> [TESTO DI LETTURA]:
La polemica tra Ryanair e il Governo italiano ieri ha vissuto una nuova puntata. Per il fondatore del vettore low cost il decreto prezzi è “è un decreto stupido e idiota, che ridurrà i voli aumentando le tariffe”; Michael O’Leary ha anche dichiarato di aver già “ridotto i voli del 10% in Sardegna e lo faremo quest’inverno per la Sicilia”.



L’intervento del Governo italiano per calmierare l’incremento dei prezzi dei voli aerei non è in realtà un caso isolato né in Italia, né in Europa. Settimana scorsa il Governo e i rappresentanti delle associazioni della distribuzione hanno sottoscritto un protocollo di intesa per calmierare i prezzi di alcuni beni primari da ottobre a dicembre. Ieri Total ha esteso il tetto al prezzo della benzina in Francia, fissato a 1,99 euro al litro, fino a febbraio.

> [VOCI FORNITE]:

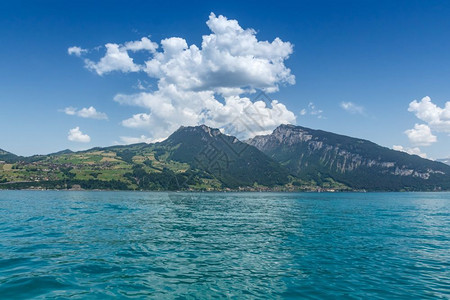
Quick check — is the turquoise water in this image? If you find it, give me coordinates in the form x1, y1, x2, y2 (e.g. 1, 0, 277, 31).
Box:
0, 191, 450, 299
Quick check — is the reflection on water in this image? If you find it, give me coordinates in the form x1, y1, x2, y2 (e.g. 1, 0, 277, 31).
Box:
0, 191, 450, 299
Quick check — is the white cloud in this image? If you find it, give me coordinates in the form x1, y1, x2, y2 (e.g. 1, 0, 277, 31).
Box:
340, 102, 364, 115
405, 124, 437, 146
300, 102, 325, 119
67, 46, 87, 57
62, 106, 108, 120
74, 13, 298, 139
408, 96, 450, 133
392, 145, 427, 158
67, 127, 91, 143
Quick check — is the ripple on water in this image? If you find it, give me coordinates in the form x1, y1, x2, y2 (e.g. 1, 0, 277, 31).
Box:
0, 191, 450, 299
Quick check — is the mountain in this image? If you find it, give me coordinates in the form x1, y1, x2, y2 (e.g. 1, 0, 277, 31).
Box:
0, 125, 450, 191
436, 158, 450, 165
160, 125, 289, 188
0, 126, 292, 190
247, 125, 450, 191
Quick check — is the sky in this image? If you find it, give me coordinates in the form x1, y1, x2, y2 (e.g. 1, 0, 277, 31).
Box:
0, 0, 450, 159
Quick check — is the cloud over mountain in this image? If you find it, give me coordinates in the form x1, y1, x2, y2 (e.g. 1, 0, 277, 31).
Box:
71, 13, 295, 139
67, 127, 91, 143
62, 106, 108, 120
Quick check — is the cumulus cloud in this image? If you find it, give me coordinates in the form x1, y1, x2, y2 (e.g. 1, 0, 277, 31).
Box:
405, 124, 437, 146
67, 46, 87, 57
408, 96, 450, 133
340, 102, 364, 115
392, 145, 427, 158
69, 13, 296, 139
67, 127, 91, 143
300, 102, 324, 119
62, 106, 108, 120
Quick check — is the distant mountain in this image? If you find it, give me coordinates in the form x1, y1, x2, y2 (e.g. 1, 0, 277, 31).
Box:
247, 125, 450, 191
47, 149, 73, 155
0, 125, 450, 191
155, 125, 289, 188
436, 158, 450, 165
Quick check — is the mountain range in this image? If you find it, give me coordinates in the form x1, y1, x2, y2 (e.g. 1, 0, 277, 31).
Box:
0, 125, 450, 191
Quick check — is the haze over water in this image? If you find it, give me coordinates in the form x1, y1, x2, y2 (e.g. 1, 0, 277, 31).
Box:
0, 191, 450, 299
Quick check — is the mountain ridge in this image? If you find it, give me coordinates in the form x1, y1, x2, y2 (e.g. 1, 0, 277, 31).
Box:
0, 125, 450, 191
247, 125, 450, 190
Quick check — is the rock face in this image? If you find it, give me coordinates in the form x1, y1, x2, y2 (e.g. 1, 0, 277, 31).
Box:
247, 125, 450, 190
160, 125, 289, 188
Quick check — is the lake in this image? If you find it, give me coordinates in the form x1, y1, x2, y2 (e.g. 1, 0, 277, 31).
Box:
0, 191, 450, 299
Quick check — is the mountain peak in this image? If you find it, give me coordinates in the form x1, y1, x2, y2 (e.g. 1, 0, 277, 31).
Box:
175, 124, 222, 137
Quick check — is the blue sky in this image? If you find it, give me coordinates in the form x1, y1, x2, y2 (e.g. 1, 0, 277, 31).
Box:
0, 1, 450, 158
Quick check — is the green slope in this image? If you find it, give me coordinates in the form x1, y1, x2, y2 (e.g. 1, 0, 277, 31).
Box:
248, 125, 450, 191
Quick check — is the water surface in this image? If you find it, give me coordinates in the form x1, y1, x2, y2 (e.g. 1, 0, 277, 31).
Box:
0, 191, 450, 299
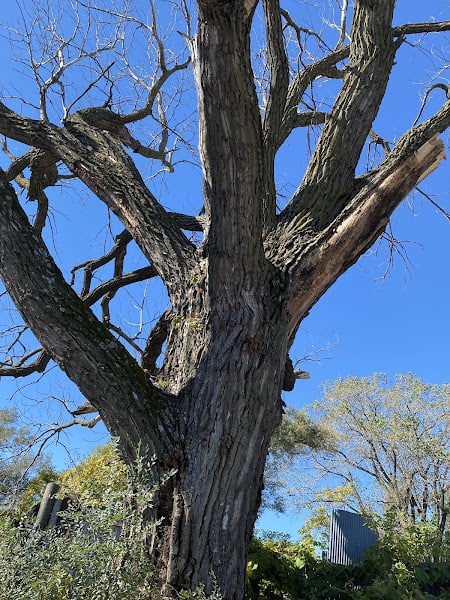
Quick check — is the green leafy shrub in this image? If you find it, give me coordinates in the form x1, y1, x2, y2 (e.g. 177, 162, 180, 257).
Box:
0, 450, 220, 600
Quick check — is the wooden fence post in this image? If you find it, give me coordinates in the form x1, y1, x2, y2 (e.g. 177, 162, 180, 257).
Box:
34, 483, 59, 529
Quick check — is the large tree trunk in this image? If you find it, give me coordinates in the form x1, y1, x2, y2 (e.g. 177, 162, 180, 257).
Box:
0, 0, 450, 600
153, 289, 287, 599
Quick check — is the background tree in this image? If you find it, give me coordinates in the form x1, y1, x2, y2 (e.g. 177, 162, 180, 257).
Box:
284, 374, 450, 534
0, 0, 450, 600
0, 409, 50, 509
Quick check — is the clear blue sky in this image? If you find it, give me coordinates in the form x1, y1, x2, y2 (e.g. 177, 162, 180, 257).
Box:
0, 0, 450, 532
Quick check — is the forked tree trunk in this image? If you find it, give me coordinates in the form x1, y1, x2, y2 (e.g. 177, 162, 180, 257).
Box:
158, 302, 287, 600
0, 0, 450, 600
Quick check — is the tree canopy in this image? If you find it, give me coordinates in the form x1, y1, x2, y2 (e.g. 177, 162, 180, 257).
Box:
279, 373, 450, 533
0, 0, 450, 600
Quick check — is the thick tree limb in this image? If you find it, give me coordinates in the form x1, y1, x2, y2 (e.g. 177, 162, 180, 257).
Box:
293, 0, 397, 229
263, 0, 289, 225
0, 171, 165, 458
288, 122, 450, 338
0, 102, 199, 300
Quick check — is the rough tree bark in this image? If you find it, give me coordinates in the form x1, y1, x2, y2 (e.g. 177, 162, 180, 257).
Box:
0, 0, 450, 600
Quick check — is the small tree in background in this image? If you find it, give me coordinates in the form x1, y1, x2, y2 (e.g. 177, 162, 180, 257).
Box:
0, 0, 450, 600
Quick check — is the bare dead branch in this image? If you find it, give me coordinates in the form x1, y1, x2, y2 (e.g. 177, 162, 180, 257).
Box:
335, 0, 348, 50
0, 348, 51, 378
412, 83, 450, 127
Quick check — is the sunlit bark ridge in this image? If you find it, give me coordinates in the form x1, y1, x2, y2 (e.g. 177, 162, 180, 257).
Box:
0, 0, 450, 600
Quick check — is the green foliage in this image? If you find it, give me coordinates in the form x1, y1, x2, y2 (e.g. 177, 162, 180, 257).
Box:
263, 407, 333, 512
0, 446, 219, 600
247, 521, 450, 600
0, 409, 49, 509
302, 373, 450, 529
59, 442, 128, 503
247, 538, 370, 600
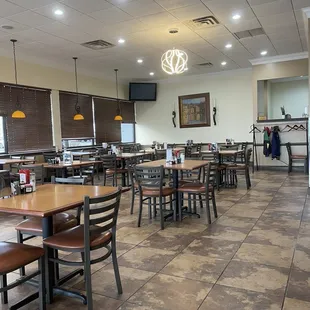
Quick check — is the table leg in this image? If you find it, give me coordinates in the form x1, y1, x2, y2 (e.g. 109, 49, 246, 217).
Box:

> [ESERCIZIO]: Ricopia fedelmente il testo sulla polemica tra Ryanair e il Governo da "L’intervento del Governo" a "fino a febbraio.". Le voci riportate non servono per svolgere l'esercizio.

> [ESERCIZIO SVOLTO]:
L’intervento del Governo italiano per calmierare l’incremento dei prezzi dei voli aerei non è in realtà un caso isolato né in Italia, né in Europa. Settimana scorsa il Governo e i rappresentanti delle associazioni della distribuzione hanno sottoscritto un protocollo di intesa per calmierare i prezzi di alcuni beni primari da ottobre a dicembre. Ieri Total ha esteso il tetto al prezzo della benzina in Francia, fissato a 1,99 euro al litro, fino a febbraio.